▶ Required action
Of the lines below, reproduce exactly those from the line containing "In this photo, each instance of the elephant in" to the end, including both the first and the last.

(Data for this exercise)

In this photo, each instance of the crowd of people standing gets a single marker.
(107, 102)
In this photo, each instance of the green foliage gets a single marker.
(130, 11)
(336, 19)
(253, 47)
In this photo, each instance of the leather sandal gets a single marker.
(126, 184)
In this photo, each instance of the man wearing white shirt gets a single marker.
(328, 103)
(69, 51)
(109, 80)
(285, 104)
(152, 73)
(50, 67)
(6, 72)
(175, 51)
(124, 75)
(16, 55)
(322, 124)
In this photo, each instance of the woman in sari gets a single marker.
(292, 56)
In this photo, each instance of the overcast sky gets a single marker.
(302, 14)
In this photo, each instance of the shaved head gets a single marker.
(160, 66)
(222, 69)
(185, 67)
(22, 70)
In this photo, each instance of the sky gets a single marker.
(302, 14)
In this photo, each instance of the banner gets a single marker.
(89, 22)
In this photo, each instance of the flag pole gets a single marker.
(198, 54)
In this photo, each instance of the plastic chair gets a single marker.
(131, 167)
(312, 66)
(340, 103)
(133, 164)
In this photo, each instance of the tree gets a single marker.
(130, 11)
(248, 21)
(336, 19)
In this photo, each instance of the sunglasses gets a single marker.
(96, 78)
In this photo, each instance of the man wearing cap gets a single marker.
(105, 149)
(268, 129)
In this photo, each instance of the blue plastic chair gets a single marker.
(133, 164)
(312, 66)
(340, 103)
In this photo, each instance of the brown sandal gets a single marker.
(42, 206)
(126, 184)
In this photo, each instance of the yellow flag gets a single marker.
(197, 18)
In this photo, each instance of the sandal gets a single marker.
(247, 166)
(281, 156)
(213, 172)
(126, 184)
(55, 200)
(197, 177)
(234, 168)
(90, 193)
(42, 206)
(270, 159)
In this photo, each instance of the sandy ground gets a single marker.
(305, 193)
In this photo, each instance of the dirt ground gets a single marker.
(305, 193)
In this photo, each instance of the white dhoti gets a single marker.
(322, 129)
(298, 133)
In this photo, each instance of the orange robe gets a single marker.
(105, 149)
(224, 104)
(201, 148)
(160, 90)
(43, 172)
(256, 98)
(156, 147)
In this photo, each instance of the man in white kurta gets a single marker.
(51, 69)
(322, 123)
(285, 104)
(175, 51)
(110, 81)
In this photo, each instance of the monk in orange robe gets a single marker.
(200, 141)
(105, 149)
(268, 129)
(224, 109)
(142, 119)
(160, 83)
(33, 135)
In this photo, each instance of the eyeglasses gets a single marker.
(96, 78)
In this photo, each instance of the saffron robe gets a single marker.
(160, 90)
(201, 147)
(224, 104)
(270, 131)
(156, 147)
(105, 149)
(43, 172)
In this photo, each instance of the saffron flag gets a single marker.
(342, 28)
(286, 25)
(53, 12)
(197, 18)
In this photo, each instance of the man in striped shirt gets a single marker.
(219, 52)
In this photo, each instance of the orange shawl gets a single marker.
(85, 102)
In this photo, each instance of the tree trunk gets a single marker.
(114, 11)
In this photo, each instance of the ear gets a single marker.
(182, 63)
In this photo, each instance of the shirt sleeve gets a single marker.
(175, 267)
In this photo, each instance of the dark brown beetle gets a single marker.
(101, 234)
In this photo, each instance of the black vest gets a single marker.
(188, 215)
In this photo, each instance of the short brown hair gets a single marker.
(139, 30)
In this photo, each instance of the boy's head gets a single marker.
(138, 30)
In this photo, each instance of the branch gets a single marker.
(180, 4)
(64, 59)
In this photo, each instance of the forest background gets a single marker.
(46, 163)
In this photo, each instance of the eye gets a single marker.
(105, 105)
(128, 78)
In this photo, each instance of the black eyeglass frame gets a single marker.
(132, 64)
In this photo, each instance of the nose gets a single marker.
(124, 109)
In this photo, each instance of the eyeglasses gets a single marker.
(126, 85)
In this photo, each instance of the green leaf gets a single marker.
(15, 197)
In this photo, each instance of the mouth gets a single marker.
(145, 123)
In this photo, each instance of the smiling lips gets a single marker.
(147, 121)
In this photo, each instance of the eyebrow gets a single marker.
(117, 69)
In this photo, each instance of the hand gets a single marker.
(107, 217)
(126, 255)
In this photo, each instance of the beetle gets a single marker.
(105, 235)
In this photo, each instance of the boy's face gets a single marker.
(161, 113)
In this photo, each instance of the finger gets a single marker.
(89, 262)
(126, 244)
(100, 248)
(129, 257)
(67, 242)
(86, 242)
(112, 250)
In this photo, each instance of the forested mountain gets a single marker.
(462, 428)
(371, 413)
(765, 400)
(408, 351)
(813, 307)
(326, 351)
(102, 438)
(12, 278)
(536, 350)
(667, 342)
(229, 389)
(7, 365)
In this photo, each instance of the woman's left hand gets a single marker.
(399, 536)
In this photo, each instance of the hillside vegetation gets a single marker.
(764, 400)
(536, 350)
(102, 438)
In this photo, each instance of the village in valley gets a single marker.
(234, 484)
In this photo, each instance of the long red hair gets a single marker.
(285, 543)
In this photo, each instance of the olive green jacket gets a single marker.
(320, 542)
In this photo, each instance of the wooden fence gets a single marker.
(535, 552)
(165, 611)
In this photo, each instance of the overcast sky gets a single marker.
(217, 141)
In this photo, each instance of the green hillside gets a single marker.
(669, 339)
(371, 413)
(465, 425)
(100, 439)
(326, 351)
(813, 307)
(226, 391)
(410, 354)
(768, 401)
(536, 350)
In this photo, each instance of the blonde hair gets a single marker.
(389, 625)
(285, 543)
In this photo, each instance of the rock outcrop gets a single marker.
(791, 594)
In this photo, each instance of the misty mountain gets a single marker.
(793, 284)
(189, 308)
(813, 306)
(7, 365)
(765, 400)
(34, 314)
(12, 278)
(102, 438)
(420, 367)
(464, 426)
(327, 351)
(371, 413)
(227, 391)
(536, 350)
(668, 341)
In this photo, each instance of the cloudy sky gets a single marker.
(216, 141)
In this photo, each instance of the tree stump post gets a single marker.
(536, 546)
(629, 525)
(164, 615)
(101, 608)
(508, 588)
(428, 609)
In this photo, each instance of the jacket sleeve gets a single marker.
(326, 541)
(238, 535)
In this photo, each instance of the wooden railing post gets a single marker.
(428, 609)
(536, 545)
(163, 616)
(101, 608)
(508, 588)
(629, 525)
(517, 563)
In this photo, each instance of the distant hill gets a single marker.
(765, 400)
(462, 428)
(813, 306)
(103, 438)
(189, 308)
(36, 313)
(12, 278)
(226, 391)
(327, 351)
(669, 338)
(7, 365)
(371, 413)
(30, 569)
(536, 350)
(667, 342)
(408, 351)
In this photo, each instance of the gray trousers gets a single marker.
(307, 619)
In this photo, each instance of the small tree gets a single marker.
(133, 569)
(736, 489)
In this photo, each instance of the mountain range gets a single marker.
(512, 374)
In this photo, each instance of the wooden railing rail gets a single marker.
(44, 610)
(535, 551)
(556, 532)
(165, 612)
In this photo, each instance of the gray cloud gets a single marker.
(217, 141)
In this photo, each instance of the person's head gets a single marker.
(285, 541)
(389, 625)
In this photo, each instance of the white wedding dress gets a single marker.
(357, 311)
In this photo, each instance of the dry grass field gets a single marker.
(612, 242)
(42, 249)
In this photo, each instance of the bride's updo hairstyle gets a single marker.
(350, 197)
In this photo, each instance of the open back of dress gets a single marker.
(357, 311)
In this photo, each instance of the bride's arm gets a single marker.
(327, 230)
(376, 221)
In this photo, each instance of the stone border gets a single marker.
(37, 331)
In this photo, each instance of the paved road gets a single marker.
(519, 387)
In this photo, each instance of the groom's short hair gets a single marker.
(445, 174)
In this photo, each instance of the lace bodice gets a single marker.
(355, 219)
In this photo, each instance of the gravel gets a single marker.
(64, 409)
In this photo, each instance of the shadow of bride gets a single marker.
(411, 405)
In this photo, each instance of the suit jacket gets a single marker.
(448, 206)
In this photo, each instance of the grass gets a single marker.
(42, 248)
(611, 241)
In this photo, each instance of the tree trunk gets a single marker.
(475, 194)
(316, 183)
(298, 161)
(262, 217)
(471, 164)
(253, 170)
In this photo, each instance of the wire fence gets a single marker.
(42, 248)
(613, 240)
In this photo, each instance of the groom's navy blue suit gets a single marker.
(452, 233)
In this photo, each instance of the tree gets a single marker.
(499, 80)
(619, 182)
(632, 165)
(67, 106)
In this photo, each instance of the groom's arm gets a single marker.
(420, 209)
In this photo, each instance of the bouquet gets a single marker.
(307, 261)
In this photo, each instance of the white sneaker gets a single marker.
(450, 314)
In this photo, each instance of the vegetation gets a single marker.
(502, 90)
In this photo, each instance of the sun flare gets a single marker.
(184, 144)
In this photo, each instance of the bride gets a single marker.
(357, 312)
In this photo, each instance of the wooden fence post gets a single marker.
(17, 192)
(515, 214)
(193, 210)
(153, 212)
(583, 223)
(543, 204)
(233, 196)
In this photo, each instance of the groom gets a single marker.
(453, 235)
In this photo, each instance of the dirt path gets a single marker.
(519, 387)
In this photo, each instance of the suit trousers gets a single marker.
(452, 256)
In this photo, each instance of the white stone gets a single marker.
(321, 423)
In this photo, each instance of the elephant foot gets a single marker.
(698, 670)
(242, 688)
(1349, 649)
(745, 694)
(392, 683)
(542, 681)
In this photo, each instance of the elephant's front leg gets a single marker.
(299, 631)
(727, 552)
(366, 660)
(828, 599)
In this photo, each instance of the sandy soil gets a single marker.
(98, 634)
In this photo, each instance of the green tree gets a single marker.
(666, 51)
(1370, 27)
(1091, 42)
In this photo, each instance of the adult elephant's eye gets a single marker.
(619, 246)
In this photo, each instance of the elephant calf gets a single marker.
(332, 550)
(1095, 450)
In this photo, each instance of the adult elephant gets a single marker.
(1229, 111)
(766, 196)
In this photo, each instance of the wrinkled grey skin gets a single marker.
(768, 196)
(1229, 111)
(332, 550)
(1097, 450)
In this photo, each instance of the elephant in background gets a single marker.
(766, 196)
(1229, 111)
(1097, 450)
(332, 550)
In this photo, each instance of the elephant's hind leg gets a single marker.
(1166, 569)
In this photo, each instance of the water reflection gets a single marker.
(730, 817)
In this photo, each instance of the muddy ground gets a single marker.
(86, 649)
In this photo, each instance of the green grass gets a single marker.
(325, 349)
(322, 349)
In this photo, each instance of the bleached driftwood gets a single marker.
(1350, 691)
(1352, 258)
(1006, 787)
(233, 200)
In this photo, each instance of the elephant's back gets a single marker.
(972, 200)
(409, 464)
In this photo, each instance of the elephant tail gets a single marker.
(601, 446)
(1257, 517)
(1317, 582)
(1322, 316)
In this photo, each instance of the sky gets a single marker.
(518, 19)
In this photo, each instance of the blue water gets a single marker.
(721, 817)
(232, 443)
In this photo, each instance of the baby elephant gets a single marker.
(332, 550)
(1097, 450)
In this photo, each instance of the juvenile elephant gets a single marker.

(End Data for this exercise)

▶ Answer space
In this photo, each instance of the elephant in background gets a single marker.
(766, 196)
(1229, 111)
(1097, 450)
(332, 550)
In this photo, each instance of the elephant's hind leg gets a single marker.
(1166, 569)
In this photo, each instance of the water reflection gets a single marker.
(730, 817)
In this photo, each instance of the muddy ground gets a single marker.
(86, 649)
In this photo, each instance of the green grass gets a single marker.
(325, 349)
(322, 349)
In this photo, each instance of the bleached driftwood gets a single marker.
(1350, 691)
(1352, 258)
(1006, 787)
(233, 200)
In this photo, each instance of the elephant's back gets a single marker.
(972, 200)
(409, 464)
In this photo, each instance of the elephant tail gets a single marker.
(601, 446)
(1257, 517)
(1317, 582)
(1322, 316)
In this photo, each instance of the sky gets a single marker.
(518, 19)
In this photo, each instance of the blue water gets a single marker.
(721, 817)
(232, 443)
In this photo, each instance of the baby elephant gets a single marker.
(332, 550)
(1097, 450)
In this photo, each instance of the juvenile elephant gets a single marker.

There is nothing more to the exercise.